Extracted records
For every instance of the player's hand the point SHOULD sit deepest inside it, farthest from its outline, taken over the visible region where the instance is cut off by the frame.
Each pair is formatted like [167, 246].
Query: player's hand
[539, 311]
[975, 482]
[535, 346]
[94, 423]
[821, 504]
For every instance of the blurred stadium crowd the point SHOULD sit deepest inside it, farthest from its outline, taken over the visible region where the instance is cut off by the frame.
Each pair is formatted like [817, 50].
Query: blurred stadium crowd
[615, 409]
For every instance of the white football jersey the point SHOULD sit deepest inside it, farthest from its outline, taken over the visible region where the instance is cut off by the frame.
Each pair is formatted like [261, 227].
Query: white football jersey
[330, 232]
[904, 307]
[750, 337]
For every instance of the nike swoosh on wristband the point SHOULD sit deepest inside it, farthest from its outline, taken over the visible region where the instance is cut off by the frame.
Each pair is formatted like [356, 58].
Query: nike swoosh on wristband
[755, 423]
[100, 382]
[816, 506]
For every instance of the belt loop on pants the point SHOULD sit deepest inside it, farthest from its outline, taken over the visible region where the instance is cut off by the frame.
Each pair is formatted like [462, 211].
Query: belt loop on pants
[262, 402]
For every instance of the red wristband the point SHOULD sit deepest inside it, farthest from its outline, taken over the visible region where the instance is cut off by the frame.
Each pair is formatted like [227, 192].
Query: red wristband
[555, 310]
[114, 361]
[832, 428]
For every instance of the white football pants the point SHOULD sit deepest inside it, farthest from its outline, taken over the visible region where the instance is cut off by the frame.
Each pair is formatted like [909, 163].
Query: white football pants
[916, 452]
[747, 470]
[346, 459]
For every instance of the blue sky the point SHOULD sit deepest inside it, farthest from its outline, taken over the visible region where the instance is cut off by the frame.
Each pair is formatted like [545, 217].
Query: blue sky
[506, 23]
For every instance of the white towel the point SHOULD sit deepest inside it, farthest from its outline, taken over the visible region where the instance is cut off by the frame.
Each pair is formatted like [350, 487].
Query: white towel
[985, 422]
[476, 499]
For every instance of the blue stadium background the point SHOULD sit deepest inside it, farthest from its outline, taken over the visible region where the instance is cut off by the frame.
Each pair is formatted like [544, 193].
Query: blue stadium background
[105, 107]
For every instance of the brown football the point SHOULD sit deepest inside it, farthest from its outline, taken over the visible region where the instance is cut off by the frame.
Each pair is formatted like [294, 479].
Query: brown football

GIVEN REQUEST
Write out every line of the listing above as a JSON list of strings, one string per line, leaving out blank lines.

SOLUTION TO THIS EXERCISE
[
  "For every instance of the player's hand the point SHOULD sit deepest inside it, farthest from its outline, taken over the visible region where the instance is cut off by the frame.",
  "Each pair is formatted like [167, 246].",
  "Query: player's hand",
  "[539, 311]",
  "[975, 482]",
  "[535, 346]",
  "[94, 423]",
  "[821, 504]",
  "For every instance of the blurred stadium crowd the point SHOULD sit deepest inside it, farthest from its outline, taken over the visible region where the instance is cut off by the frame.",
  "Each pair is formatted like [817, 50].",
  "Query: blurred stadium crowd",
  "[615, 409]",
  "For every instance of the white football jersey the point SHOULD sit deepest inside it, farthest from its outline, taken over the visible region where the instance is cut off by the frame.",
  "Each pair is formatted like [261, 227].",
  "Query: white football jersey",
  "[330, 232]",
  "[904, 307]",
  "[750, 337]",
  "For every instance of the nike swoosh on wristband the point SHOULD sit deepest inside it, farthest from its outline, taken over the visible region where the instance is cut off by the frame.",
  "Each pair is formatted like [356, 58].",
  "Query: nike swoosh on wristband",
  "[755, 423]",
  "[100, 382]",
  "[816, 506]",
  "For every instance of the belt loop on pants the point SHOULD sit deepest inside it, farthest from its outline, taken over the visible region where the instance is cut off by the frame.",
  "Each pair is formatted like [462, 211].",
  "Query: belt loop on pants",
  "[262, 402]",
  "For every instance of the red wristband the point SHOULD sit deepest inside it, farthest from its outline, taken over the visible region where the instance is cut off by the frame.",
  "Each pair is formatted like [227, 192].",
  "Query: red wristband",
  "[555, 310]",
  "[114, 361]",
  "[832, 428]",
  "For every instance of the white football pants the point SHOULD sit deepest inside it, farthest from its outline, taken over the visible region where the instance is cut off by the frame.",
  "Each pair is formatted like [909, 163].",
  "Query: white football pants",
  "[916, 452]",
  "[747, 470]",
  "[346, 459]",
  "For every instance of the blue sky the point SHOULD sit deepest inside it, farthest from its outline, taken over the visible region where the instance is cut off by the frame.",
  "Each pair is formatted like [545, 217].",
  "Query: blue sky",
  "[506, 23]",
  "For every instance of the white towel the point SHOULD sit deepest inside it, farthest from its outline, taken over the visible region where the instance is cut off by the frame.",
  "Each pair is formatted like [350, 487].",
  "Query: white towel",
  "[985, 422]",
  "[476, 499]",
  "For every instance of the blue stadium background the point SHOULD sit deepest inside it, farthest from its outline, taken over the visible region where the instance is cut off by the frame.",
  "Each pair is formatted like [544, 193].",
  "Query: blue stadium background",
  "[105, 107]",
  "For every instance of the brown football the point SHOULD sit deepest inside it, farthest from its outline, taken over the visible region where the instance is cut off by the frame.",
  "Each pair is formatted like [294, 479].",
  "Query: brown football"
]